When this occurs, there will be no more incentives for firms to either enter or leave the industry. Thus the industry will be in long-run equilibrium. Again, the graphical illustration of this situation can be found in most economics texts.
Well folks, that is it for today. Next week, we will outline another market structure – monopoly.
You can begin to read up on this structure based on the headings I gave you in last week’s lesson. We will learn some interesting facts about this market structure and some common myths will be explained and dismissed. See you, then.
Definition and examples of monopoly
A pure monopoly is a market structure where there is only one firm in the industry, therefore, the firm is the sole supplier of that good or service. However, in the case where a firm controls approximately 20 per cent of a large market, it is considered a virtual monopoly.
Examples of monopolies in Jamaica:
- The Jamaica Public Service Company
- The National Water Commission
Characteristics/features of monopoly
1. As indicated in the definition, there is only one firm in the industry. The importance of this is that the demand curve for the firm’s goods or services will be relatively inelastic, allowing the monopolist to exercise his monopolistic power and restrict quantity, causing prices to rise substantially. Consumers will either have to pay the higher price or go without the goods or services altogether.
2. There are strong barriers to entry. A barrier to entry is anything that prevents a firm from entering an industry in the long run. Barriers to entry in this case would include things such as legal protection and government restrictions. The importance of strong barriers to entry is that in the long run, new firms will be kept out of the industry.
3. Monopolies are price-makers or fixers. Since they face downward sloping demand curves, they can choose what price to charge. However, they are still constrained by the demand curve in that, having decided on price, they must allow the demand curve to determine the quantity. A rise in price will lower the quantity demanded.
4. The product of the monopolist is unique, therefore, no close substitute for it is being produced by any other firm.

(Extracted records)

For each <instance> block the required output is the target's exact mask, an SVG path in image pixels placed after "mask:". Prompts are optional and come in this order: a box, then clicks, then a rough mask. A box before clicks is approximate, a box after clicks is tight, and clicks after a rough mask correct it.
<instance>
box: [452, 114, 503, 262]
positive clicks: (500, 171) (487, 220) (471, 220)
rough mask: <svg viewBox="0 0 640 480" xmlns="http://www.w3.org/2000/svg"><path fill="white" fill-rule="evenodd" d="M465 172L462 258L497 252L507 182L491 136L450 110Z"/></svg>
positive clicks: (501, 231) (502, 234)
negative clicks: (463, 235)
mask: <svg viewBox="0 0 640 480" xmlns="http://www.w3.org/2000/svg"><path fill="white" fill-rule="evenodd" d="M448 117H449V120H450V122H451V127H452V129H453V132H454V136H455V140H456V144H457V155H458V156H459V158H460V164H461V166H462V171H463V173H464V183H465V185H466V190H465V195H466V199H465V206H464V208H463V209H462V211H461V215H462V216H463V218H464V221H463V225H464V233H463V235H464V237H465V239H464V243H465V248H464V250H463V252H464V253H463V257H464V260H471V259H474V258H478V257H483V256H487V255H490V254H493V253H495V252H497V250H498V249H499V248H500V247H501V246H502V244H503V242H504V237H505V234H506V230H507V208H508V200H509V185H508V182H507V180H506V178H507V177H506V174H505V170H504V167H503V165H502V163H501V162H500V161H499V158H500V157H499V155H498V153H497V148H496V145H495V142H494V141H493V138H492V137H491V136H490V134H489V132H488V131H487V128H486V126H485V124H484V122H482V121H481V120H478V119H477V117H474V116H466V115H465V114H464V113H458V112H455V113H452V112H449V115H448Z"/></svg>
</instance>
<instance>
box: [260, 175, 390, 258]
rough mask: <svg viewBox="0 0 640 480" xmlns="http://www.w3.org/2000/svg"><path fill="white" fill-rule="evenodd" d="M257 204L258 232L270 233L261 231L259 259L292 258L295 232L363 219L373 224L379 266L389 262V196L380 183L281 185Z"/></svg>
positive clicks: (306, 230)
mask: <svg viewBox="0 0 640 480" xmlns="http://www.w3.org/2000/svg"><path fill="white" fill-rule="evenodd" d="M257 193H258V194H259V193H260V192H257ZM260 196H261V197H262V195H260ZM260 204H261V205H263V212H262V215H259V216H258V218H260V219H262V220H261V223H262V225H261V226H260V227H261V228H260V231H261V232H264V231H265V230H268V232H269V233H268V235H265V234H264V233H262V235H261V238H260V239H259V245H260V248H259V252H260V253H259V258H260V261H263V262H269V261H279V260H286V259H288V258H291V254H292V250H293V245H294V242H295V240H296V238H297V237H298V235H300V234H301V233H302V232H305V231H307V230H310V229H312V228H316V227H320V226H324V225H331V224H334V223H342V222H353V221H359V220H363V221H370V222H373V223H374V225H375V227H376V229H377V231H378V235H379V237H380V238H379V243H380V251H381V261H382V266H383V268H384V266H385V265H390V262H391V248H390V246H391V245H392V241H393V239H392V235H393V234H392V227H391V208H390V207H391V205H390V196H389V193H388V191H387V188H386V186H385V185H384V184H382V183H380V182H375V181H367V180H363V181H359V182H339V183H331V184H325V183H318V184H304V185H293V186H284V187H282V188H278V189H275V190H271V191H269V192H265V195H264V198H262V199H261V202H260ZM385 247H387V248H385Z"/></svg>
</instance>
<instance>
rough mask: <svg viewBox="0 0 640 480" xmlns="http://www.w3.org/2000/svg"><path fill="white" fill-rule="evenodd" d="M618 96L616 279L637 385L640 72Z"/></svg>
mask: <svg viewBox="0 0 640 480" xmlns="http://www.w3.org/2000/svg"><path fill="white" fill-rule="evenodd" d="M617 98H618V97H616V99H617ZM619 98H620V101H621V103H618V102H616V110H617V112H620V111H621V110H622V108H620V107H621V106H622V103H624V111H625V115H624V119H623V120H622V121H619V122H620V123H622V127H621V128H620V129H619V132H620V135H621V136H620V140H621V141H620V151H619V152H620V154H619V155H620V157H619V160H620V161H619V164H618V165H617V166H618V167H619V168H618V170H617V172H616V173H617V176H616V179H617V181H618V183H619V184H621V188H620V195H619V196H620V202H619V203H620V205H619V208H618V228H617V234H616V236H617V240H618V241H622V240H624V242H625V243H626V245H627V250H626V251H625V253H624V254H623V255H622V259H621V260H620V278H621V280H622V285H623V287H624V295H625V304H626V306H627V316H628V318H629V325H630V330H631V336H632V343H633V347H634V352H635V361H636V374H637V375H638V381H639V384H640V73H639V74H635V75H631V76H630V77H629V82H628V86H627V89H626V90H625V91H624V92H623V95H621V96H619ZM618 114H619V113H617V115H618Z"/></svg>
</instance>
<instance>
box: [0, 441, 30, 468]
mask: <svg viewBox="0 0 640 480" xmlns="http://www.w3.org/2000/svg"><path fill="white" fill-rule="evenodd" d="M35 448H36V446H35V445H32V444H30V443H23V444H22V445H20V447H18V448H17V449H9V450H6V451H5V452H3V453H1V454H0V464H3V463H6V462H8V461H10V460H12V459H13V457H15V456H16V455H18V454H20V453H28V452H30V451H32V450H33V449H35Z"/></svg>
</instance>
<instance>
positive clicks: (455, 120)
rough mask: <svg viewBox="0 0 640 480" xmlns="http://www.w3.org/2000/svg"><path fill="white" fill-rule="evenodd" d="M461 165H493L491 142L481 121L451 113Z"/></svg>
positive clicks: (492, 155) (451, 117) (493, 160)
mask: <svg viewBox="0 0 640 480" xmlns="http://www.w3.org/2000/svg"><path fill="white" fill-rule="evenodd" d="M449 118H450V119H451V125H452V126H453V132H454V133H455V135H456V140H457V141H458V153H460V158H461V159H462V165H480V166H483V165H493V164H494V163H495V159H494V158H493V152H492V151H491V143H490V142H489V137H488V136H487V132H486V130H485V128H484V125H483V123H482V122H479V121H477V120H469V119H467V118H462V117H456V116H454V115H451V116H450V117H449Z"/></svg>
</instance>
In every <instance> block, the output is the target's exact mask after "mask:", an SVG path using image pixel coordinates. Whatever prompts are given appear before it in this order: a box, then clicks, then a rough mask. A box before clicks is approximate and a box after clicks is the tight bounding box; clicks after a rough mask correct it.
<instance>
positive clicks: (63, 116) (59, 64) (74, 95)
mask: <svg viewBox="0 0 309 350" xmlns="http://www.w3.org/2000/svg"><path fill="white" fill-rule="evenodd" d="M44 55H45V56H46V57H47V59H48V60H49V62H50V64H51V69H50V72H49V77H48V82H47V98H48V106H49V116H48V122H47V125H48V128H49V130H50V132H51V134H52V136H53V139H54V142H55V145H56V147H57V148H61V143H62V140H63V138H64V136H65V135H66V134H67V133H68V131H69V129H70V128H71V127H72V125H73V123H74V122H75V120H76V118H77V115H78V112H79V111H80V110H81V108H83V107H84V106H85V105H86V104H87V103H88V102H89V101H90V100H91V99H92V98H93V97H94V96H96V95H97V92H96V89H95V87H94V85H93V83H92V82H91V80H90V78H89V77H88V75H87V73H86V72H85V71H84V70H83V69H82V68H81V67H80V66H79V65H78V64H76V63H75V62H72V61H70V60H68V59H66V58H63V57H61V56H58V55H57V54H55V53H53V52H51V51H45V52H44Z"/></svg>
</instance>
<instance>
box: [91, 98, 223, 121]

- Required work:
**a.** List the characteristics of monopoly that the monopoly lesson gives.
**b.** Update the monopoly lesson by writing out the passage starting at "You can begin" and ending at "a virtual monopoly.", with "sole supplier" replaced by "only supplier".

- Responses to the tasks:
**a.**
1. There is only one firm in the industry.
2. There are strong barriers to entry.
3. Monopolies are price-makers or fixers.
4. The product of the monopolist is unique, so no other firm produces a close substitute for it.

**b.**
You can begin to read up on this structure based on the headings I gave you in last week’s lesson. We will learn some interesting facts about this market structure and some common myths will be explained and dismissed. See you, then.
Definition and examples of monopoly
A pure monopoly is a market structure where there is only one firm in the industry, therefore, the firm is the only supplier of that good or service. However, in the case where a firm controls approximately 20 per cent of a large market, it is considered a virtual monopoly.